# Consigna 1:
Reproduzca el pasaje del texto sobre la quema de libros de 1933 que comienza en "Obras de Freud, Marx, Brecht, Heine" y termina en "Heidegger la suprimió.".
# Consigna 2:
Responda, según el texto sobre la quema de libros de 1933, a las siguientes preguntas:
(a) ¿Cuántos libros, aproximadamente, se quemaron?
(b) ¿Cómo se llama actualmente la plaza berlinesa que fue el epicentro de la quema?
(c) ¿A partir de qué edición suprimió Heidegger la dedicatoria de Ser y tiempo?
# Consigna 3:
Prosiga la redacción del texto sobre la quema de libros de 1933 desde el punto en que termina.

La quema de libros, preludio del horror
El 10 de mayo de 1933, hace exactamente 80 años, las juventudes hitlerianas, instigadas por el ministro de propaganda Joseph Goebbels, quemaron unos cuarenta mil libros cuyas ideas no condecían con el totalitarismo de Estado que los nazis comenzaban a poner en práctica: esa intolerancia fue el prenuncio del horror que luego devastaría a la Europa libre. Este hecho anticipaba la siniestra Conferencia de Wannsee, del 22 de enero de 1942, donde miembros de alto rango de las SS -guardia personal de Hitler- se dieron cita para organizar la "Solución final al problema judío".
La quema -un acto demencial, de barbarie, de xenofobia- se dio en varias ciudades alemanas, pero el epicentro fue Berlín, en Opemplatz, actual Bebelplatz, la plaza que hoy recuerda al líder August Bebel. Allí, en 2006, se creo la "Mesa redonda de las voces libres". Esta majestuosa plaza seca se halla a la vera del histórico boulevard Unter den Linden, frente a la Facultad de Jurisprudencia y a la catedral de Santa Eduvigis, la iglesia romana más antigua de Berlín. A pocos pasos está la Staatsoper, la Ópera del Estado.
Obras de Freud, Marx, Brecht, Heine y, entre otras, las de los hermanos Mann fueron pasto de las llamas. Se trató de un acto simbólico y, a la vez, político, que marcó el comienzo de la persecución de los judíos. Cito, al pasar, el caso de Edmund Husserl, expulsado de la Universidad de Friburgo dada su condición de hebreo, permitida por Martin Heidegger cuando era rector (1933-34). De ese hecho, Heidegger nunca se retractó, lo que es más grave que la expulsión misma. Para una revisión del pasado, pensemos en la conmovida dedicatoria a Ser y tiempo , de 1927: "A Edmund Husserl en señal de veneración y de amistad". A partir de la quinta edición, de 1941, y por consejo de su editor, Heidegger la suprimió.

# Muestra de registros:
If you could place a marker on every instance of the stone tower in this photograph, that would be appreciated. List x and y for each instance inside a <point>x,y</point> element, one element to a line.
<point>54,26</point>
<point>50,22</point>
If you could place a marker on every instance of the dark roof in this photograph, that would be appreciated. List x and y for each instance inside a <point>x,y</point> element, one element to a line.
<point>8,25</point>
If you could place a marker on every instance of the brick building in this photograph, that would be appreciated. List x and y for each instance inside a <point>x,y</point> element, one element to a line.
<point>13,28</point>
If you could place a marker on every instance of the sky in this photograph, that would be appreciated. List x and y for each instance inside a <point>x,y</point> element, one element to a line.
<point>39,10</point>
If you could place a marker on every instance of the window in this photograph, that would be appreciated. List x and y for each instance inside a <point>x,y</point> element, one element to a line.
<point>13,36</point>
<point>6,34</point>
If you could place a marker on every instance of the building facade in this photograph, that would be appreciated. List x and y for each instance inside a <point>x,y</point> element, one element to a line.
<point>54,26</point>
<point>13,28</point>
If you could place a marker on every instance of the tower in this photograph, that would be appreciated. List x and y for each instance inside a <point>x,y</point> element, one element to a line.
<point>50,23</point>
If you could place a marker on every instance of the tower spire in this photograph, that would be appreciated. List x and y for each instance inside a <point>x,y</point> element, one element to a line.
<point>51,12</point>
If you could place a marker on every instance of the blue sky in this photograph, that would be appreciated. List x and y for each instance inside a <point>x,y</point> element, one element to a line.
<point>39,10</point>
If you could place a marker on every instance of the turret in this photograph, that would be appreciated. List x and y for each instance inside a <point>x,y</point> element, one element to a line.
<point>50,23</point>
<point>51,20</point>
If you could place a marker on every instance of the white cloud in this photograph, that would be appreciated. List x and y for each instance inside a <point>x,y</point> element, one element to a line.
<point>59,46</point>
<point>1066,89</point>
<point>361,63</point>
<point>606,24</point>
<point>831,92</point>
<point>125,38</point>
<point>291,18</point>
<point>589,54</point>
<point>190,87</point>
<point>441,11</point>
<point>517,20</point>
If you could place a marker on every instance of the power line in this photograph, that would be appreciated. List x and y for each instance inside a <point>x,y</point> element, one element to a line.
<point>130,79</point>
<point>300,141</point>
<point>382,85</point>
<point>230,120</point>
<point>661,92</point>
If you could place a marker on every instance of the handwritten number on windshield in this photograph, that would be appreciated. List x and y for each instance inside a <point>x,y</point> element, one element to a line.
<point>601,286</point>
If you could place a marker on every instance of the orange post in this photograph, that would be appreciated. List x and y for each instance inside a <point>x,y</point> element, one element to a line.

# Respuesta 1:
Obras de Freud, Marx, Brecht, Heine y, entre otras, las de los hermanos Mann fueron pasto de las llamas. Se trató de un acto simbólico y, a la vez, político, que marcó el comienzo de la persecución de los judíos. Cito, al pasar, el caso de Edmund Husserl, expulsado de la Universidad de Friburgo dada su condición de hebreo, permitida por Martin Heidegger cuando era rector (1933-34). De ese hecho, Heidegger nunca se retractó, lo que es más grave que la expulsión misma. Para una revisión del pasado, pensemos en la conmovida dedicatoria a Ser y tiempo , de 1927: "A Edmund Husserl en señal de veneración y de amistad". A partir de la quinta edición, de 1941, y por consejo de su editor, Heidegger la suprimió.

# Respuesta 2:
(a) Unos cuarenta mil libros.
(b) Bebelplatz.
(c) A partir de la quinta edición, de 1941.

# Respuesta 3:
Esa plaza, desde 1995, ofrece un pequeño memorial subterráneo - Die Bibliothek (La biblioteca), obra del artista plástico israelí Micha Ullman-, que consiste en un espacio cuadrangular de 1,35 metros por lado, protegido por un cristal cuya transparencia permite ver blancos estantes para libros, vacíos. Todo un símbolo. Junto a él, una pequeña placa ostenta visionarias palabras del también censurado -mucho antes- Heinrich Heine: "Eso fue sólo un preludio, ahí donde se queman libros, se termina quemando también personas".
Este recordatorio, al igual que otros erigidos en memoria de la Shoá, además de evocar el horror, invita a la convivencia pacífica de diferentes culturas, fundada en el respeto y la comprensión. Silencioso, se impone como una alerta para velar por la libertad, el bien supremo. Cuando lo vi, había junto a él un inmenso afiche con el rostro del eminente músico judío Daniel Barenboim promoviendo un festival en homenaje a Wagner: esa pluralidad de valores culturales, identidades e ideas se erige hoy como imagen de tolerancia y libertad.
La ceremonia macabra de la quema estuvo precedida por la falaz interpretación que el nazismo dio al incendio del Reichstag, el Parlamento, el 27 de febrero de 1931. Esa lectura malintencionada bastó para que pensadores judíos intuyeran el infierno que se les avecinaba, por lo que algunos marcharon al exilio, entre ellos, Zweig, Benjamin, Celan. La realidad terminó por confirmarles un futuro de muerte más siniestro que el que habían imaginado.
Diez años después de la quema, los norteamericanos tapizaron paredes con carteles de contrapropaganda en los que se leía: "Hace diez años los nazis quemaron libros, pero los americanos libres todavía pueden leerlos", proclama, respetable, salvo que omitían referir la caza de brujas perpetrada por ellos mismos en Salem a fines del siglo XVII, o que, en 1922, quemaron 500 ejemplares del Ulis es, de Joyce, por juzgarlo "inmoral". Años más tarde el macartismo, en su furor anticomunista, avanzó sobre libros, autores e ideas, atropello denunciado por Eisenhower en una conferencia memorable en junio de 1953. Ray Bradbury, en su célebre novela Fahrenheit 451 , que entremezcla utopía y distopía, advierte sobre esos procederes despreciables.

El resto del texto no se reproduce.